BEGIN
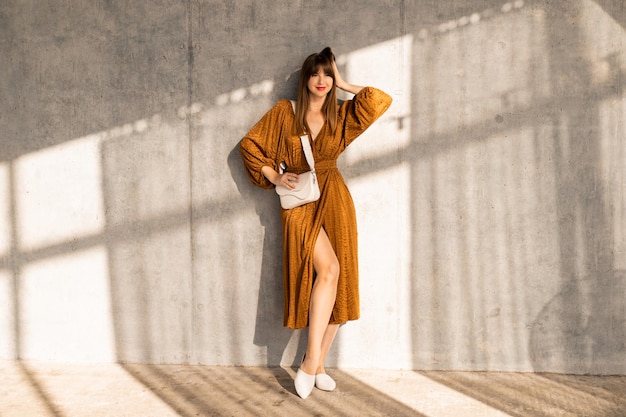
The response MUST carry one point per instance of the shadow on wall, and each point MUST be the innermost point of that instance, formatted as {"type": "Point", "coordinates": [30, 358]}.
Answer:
{"type": "Point", "coordinates": [513, 161]}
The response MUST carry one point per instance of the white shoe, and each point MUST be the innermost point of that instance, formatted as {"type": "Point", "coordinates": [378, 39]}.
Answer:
{"type": "Point", "coordinates": [325, 382]}
{"type": "Point", "coordinates": [304, 383]}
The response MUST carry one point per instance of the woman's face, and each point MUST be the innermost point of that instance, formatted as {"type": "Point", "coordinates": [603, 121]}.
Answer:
{"type": "Point", "coordinates": [320, 83]}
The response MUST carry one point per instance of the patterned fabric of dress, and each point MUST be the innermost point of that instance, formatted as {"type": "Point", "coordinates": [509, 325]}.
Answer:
{"type": "Point", "coordinates": [334, 211]}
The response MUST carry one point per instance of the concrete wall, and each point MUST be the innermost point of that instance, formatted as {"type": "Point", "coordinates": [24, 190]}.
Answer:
{"type": "Point", "coordinates": [490, 197]}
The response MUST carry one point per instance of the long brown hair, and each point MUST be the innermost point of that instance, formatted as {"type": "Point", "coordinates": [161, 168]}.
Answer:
{"type": "Point", "coordinates": [313, 63]}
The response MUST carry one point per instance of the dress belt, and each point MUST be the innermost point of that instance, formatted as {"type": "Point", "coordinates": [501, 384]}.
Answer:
{"type": "Point", "coordinates": [325, 165]}
{"type": "Point", "coordinates": [319, 166]}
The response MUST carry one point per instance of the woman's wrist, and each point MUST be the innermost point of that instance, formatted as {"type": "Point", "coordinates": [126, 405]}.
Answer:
{"type": "Point", "coordinates": [350, 88]}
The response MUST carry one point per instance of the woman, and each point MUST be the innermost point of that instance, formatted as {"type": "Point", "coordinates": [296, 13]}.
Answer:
{"type": "Point", "coordinates": [320, 268]}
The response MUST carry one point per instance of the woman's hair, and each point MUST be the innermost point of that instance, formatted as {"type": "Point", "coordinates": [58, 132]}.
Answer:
{"type": "Point", "coordinates": [313, 63]}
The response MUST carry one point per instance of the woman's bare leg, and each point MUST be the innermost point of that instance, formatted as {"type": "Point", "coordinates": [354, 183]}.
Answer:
{"type": "Point", "coordinates": [322, 302]}
{"type": "Point", "coordinates": [327, 341]}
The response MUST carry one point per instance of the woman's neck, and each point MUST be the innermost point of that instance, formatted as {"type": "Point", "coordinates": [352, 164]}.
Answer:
{"type": "Point", "coordinates": [316, 104]}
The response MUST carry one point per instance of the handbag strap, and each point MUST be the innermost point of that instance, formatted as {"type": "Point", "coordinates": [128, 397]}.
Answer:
{"type": "Point", "coordinates": [306, 147]}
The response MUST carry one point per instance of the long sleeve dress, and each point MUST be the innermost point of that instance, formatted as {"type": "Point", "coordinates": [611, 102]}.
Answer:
{"type": "Point", "coordinates": [334, 211]}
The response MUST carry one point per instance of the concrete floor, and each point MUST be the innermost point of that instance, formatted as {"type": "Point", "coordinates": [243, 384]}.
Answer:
{"type": "Point", "coordinates": [64, 390]}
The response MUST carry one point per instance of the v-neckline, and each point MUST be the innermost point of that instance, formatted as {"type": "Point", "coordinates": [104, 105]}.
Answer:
{"type": "Point", "coordinates": [318, 133]}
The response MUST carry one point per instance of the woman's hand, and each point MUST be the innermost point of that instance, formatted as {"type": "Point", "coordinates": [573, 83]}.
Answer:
{"type": "Point", "coordinates": [287, 179]}
{"type": "Point", "coordinates": [341, 83]}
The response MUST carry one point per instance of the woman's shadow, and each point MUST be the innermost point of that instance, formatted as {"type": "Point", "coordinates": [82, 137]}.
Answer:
END
**Instructions to follow**
In repeating the lines above, keep the wording exact and leave every picture out.

**Solution to the exercise**
The response MUST carry one point per instance of the shadow on wall, and each point MUST be the innermost point of that instance, formatted as {"type": "Point", "coordinates": [30, 358]}.
Answer:
{"type": "Point", "coordinates": [513, 161]}
The response MUST carry one point per instance of the white shoe, and each point MUST be the innermost point of that instance, formatted as {"type": "Point", "coordinates": [378, 39]}.
Answer:
{"type": "Point", "coordinates": [325, 382]}
{"type": "Point", "coordinates": [304, 383]}
The response MUST carry one point per instance of the woman's face, and each point MUST be the innermost point of that instance, formatted as {"type": "Point", "coordinates": [603, 121]}.
Answer:
{"type": "Point", "coordinates": [320, 83]}
The response MUST carry one point per instance of the patterned fabric of dress, and each point MUST be the innermost point of that instance, formatted as {"type": "Point", "coordinates": [509, 325]}.
Answer:
{"type": "Point", "coordinates": [334, 211]}
The response MUST carry one point per instance of the concrete wall, and each point MUST be the innermost point of that instance, formatted as {"type": "Point", "coordinates": [24, 190]}.
Answer:
{"type": "Point", "coordinates": [490, 197]}
The response MUST carry one point per instance of the long brown hair, and each point MUST be the innermost point of that instance, formatted as {"type": "Point", "coordinates": [161, 168]}.
Answer:
{"type": "Point", "coordinates": [313, 63]}
The response MUST carry one point per instance of the dress belt, and each point MUST be the innermost point of that instance, formatted as {"type": "Point", "coordinates": [501, 384]}.
Answer:
{"type": "Point", "coordinates": [325, 165]}
{"type": "Point", "coordinates": [319, 166]}
The response MUST carry one point per instance of the woman's wrist, and each point MUST be the innermost point of that instance, formatted as {"type": "Point", "coordinates": [126, 405]}.
Answer:
{"type": "Point", "coordinates": [350, 88]}
The response MUST carry one point per instance of the woman, and each point MUST be the innermost point of that instance, formatted as {"type": "Point", "coordinates": [296, 13]}.
Answer:
{"type": "Point", "coordinates": [320, 268]}
The response MUST carry one point per instance of the woman's hair, and each point MUST be the innermost point of that instance, formatted as {"type": "Point", "coordinates": [58, 132]}.
Answer:
{"type": "Point", "coordinates": [313, 63]}
The response MUST carry one point per instance of the woman's bare leg, and each point MUST be the innermost point of that instance, formatted as {"type": "Point", "coordinates": [354, 183]}.
Answer:
{"type": "Point", "coordinates": [322, 302]}
{"type": "Point", "coordinates": [327, 341]}
The response MUST carry one point per instance of the woman's neck, and each point MUST be the innermost point of that instance, formatted as {"type": "Point", "coordinates": [352, 164]}.
Answer:
{"type": "Point", "coordinates": [316, 104]}
The response MUST carry one point per instance of the handbag strap, and each point MUST be the innermost point of that instance, formatted as {"type": "Point", "coordinates": [128, 397]}.
Answer:
{"type": "Point", "coordinates": [306, 147]}
The response MUST carry one point per instance of the long sleeve dress, and each point MUST be the innermost point of that instance, formatted as {"type": "Point", "coordinates": [611, 102]}.
Answer:
{"type": "Point", "coordinates": [334, 211]}
The response MUST carry one point per instance of the concrete floor, and each point MUST be the innermost point of that instance, formatted as {"type": "Point", "coordinates": [243, 384]}.
Answer:
{"type": "Point", "coordinates": [64, 390]}
The response MUST carry one point per instance of the v-neckline, and each point MUST be the innermost point of that instance, formatted as {"type": "Point", "coordinates": [104, 105]}.
Answer:
{"type": "Point", "coordinates": [318, 133]}
The response MUST carry one point per instance of the woman's hand, and each point MUST be the innermost point of that instance, formatted as {"type": "Point", "coordinates": [573, 83]}.
Answer:
{"type": "Point", "coordinates": [287, 179]}
{"type": "Point", "coordinates": [341, 83]}
The response MUST carry one point per instance of the woman's shadow, and each point MUST be the innermost point of that instance, formatted as {"type": "Point", "coordinates": [82, 137]}.
Answer:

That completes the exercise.